• WHAT THE EXERCISE ASKS: Return the data below exactly as given, except for the images.

======== RECORDS SHOWN ========

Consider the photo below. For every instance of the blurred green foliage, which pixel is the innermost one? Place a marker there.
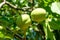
(50, 27)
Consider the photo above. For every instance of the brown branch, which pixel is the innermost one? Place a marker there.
(15, 7)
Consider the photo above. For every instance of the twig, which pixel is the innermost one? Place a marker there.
(1, 4)
(15, 7)
(15, 34)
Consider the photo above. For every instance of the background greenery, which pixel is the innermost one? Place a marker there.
(49, 29)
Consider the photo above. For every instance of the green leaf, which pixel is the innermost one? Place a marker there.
(55, 7)
(55, 24)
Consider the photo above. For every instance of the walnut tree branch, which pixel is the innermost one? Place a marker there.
(15, 7)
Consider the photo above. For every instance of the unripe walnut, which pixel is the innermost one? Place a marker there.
(38, 14)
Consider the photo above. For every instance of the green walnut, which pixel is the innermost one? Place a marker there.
(23, 21)
(38, 14)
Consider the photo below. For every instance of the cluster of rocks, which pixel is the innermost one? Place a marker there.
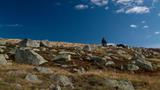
(39, 53)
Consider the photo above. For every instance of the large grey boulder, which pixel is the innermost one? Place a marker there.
(29, 43)
(32, 78)
(45, 43)
(109, 63)
(143, 64)
(132, 67)
(3, 43)
(62, 59)
(28, 56)
(62, 80)
(98, 60)
(44, 70)
(87, 48)
(54, 87)
(113, 84)
(3, 60)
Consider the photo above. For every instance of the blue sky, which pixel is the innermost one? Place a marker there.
(133, 22)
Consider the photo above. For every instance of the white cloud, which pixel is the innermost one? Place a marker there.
(130, 2)
(133, 26)
(157, 33)
(143, 22)
(100, 2)
(81, 7)
(138, 10)
(120, 10)
(145, 27)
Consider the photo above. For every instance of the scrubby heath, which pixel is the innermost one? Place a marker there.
(43, 65)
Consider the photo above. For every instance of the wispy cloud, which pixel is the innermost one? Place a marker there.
(145, 27)
(81, 7)
(133, 26)
(138, 10)
(157, 33)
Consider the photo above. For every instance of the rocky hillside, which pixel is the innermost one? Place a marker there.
(43, 65)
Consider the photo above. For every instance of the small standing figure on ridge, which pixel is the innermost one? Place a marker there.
(104, 42)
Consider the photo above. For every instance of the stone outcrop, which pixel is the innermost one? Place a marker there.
(28, 56)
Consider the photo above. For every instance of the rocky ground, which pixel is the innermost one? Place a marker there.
(43, 65)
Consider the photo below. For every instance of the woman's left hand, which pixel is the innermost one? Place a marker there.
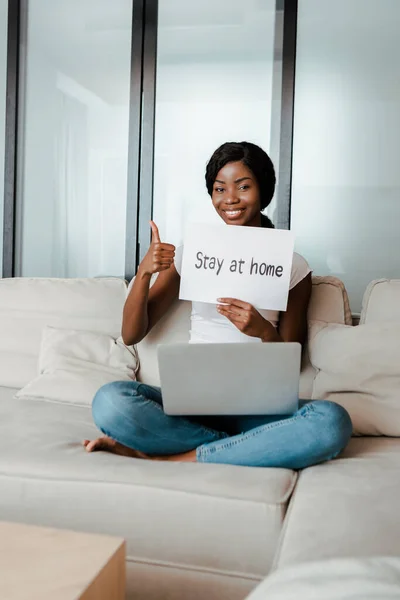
(247, 319)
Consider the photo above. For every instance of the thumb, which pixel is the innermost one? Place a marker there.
(155, 238)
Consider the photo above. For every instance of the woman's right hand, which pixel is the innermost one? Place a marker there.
(159, 256)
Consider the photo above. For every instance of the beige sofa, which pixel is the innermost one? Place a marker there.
(193, 531)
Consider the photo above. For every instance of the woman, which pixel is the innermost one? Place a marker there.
(240, 179)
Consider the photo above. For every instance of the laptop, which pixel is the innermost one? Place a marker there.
(230, 379)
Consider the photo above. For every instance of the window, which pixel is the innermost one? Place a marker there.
(346, 177)
(3, 69)
(74, 115)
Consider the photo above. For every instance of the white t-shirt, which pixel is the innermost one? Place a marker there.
(208, 326)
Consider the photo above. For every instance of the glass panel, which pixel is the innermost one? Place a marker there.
(346, 176)
(3, 72)
(73, 160)
(214, 84)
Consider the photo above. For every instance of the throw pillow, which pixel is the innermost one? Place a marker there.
(74, 364)
(359, 368)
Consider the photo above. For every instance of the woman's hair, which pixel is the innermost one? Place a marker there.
(255, 159)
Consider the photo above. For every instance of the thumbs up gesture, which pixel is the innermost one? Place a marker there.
(159, 256)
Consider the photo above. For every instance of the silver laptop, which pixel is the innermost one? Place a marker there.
(230, 379)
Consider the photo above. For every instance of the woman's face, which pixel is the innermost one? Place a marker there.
(236, 195)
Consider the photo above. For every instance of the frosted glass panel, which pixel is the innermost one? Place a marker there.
(72, 193)
(214, 84)
(3, 68)
(346, 176)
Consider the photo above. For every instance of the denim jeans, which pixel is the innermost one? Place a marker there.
(131, 413)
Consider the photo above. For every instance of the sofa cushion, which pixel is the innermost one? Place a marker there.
(381, 301)
(347, 507)
(27, 305)
(358, 367)
(215, 518)
(329, 302)
(73, 365)
(376, 578)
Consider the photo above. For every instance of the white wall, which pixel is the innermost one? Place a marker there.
(346, 176)
(200, 106)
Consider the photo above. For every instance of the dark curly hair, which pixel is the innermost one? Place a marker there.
(255, 159)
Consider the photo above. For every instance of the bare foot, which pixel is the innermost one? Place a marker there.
(108, 445)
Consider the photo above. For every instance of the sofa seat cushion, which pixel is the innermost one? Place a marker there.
(381, 302)
(347, 507)
(376, 578)
(28, 305)
(218, 518)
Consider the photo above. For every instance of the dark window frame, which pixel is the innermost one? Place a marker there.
(11, 136)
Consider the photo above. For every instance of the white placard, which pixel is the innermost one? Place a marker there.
(252, 264)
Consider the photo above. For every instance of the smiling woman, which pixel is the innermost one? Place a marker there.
(241, 181)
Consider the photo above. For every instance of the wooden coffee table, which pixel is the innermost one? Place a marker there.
(39, 563)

========

• RESPONSE:
Consider the photo below. For every instance of the blurred green foliage, which pixel is the innermost one? Place a marker there.
(50, 27)
Consider the photo above. For every instance of the brown branch, which pixel is the innermost one? Place a marker there.
(15, 7)
Consider the photo above. For every instance of the twig, which pixel is the innermost one? Place a marker there.
(1, 4)
(15, 7)
(15, 34)
Consider the photo above. For every instance of the background greenery, which pixel is the innermost one? Place a marker there.
(49, 29)
Consider the photo above. For every instance of the green leaf, which pixel is the innermost one? Place a marker there.
(55, 7)
(55, 24)
Consider the photo above. For every instance of the walnut tree branch, which pixel is the innermost one? Place a marker there.
(15, 7)
Consider the photo above. For every instance of the unripe walnut, which pixel is the innermost one? Place a marker there.
(38, 14)
Consider the photo above. For every instance of the green walnut, which pixel is the innermost one? Place a marker there.
(23, 21)
(38, 14)
Consider the photo below. For every instance of the cluster of rocks, which pixel is the innermost one? Place a marker there.
(39, 53)
Consider the photo above. For every instance of the large grey boulder, which pixel is the innermost one? Place a marker there.
(29, 43)
(32, 78)
(45, 43)
(109, 63)
(143, 64)
(132, 67)
(3, 43)
(62, 59)
(28, 56)
(62, 80)
(98, 60)
(44, 70)
(87, 48)
(54, 87)
(113, 84)
(3, 60)
Consider the photo above. For every instance of the blue sky, which pixel is the innermost one? Place a marker there.
(133, 22)
Consider the photo above. For every instance of the white cloud, which pixel is the innermost one? Place a marker there.
(130, 2)
(133, 26)
(157, 33)
(143, 22)
(100, 2)
(81, 7)
(138, 10)
(120, 10)
(145, 27)
Consider the photo above. For every instance of the scrubby heath, which pixel is the innermost one? Place a marker there.
(43, 65)
Consider the photo above. For every instance of the wispy cloud, which pixel is the innermost one? Place a marker there.
(145, 27)
(81, 7)
(133, 26)
(138, 10)
(157, 33)
Consider the photo above. For every instance of the rocky hillside, which pixel is the innermost one? Place a marker there.
(43, 65)
Consider the photo above. For every instance of the small standing figure on ridge, which pixel is the innermost one? Place a marker there.
(104, 42)
Consider the photo above. For every instance of the stone outcrop, which pixel is the innermost one? Place a marker there.
(28, 56)
Consider the photo above. For every instance of the rocky ground, which pixel is the innermost one? Place a marker there.
(43, 65)
Consider the photo below. For every instance of the woman's left hand, which pixel is the innermost one? Place a marker there.
(247, 319)
Consider the photo above. For every instance of the thumb, which pixel is the innermost one? Place a marker there.
(155, 238)
Consider the photo above. For every instance of the woman's right hand, which pixel is the innermost one? Place a marker there.
(159, 256)
Consider the photo above. For every instance of the beige sofa, which pixel is the innermost one? Place a marker there.
(193, 531)
Consider the photo above. For every instance of the woman, which pixel is the innermost one? Place a marker there.
(240, 179)
Consider the photo above. For every instance of the laptop, which pixel is the innermost one? Place a marker there.
(230, 379)
Consider the photo above. For every instance of the window, which pixel is the innermost one? Place a marker there.
(346, 177)
(3, 69)
(74, 115)
Consider the photo above. For every instance of the white t-shirt, which pixel is the innermost one? Place a marker there.
(208, 326)
Consider the photo above. For every instance of the glass panel, which pixel is the innermost one? Place a marker there.
(346, 176)
(3, 72)
(73, 160)
(214, 84)
Consider the photo above. For every instance of the throw pillow, which pixel is the innermost one? Place a marker there.
(74, 364)
(359, 368)
Consider the photo above. For every instance of the woman's hair, which pixel is the innermost one? Place a marker there.
(255, 159)
Consider the photo above. For every instance of the thumbs up gesture, which pixel is the innermost one? Place a marker there.
(159, 256)
Consider the photo above. For every instance of the silver laptop, which pixel is the innermost one? Place a marker there.
(230, 379)
Consider the photo above. For every instance of the woman's face, which pixel is the innermost one? Place a marker there.
(236, 195)
Consider the photo above. For every instance of the frosted glass panel, which pixel is the innermost one? Place a marker there.
(72, 193)
(214, 84)
(3, 68)
(346, 176)
Consider the photo above. For every instance of the denim jeans, which pixel is the innermost one? Place a marker there.
(131, 413)
Consider the photo above. For every instance of the sofa cushion, which pixel is the innermost one? Place a marker there.
(381, 301)
(347, 507)
(27, 305)
(358, 367)
(215, 518)
(329, 302)
(73, 365)
(376, 578)
Consider the photo above. For every instance of the white wall, which pixel is the innermost one? Place a marker there.
(346, 176)
(200, 106)
Consider the photo above. For every instance of the dark curly hair, which pixel is the innermost one? Place a marker there.
(255, 159)
Consider the photo above. For every instance of the bare foot, which pixel is the innermost one? Place a marker there.
(108, 445)
Consider the photo above. For every instance of the sofa seat cushion, which pixel is the innermost one? Place a marker there.
(381, 302)
(347, 507)
(376, 578)
(28, 305)
(218, 518)
Consider the photo above. For every instance of the dark window frame, which pixel is the innermost one? Place a marker there.
(11, 136)
Consider the photo above. For every instance of the white placard, which pixel is the innermost one? Place a marker there.
(252, 264)
Consider the photo above. For every instance of the smiling woman, which pixel is the innermost one? Place a marker there.
(241, 181)
Consider the photo above. For every instance of the wooden coffee table, which pixel is the innermost one? Place a marker there.
(39, 563)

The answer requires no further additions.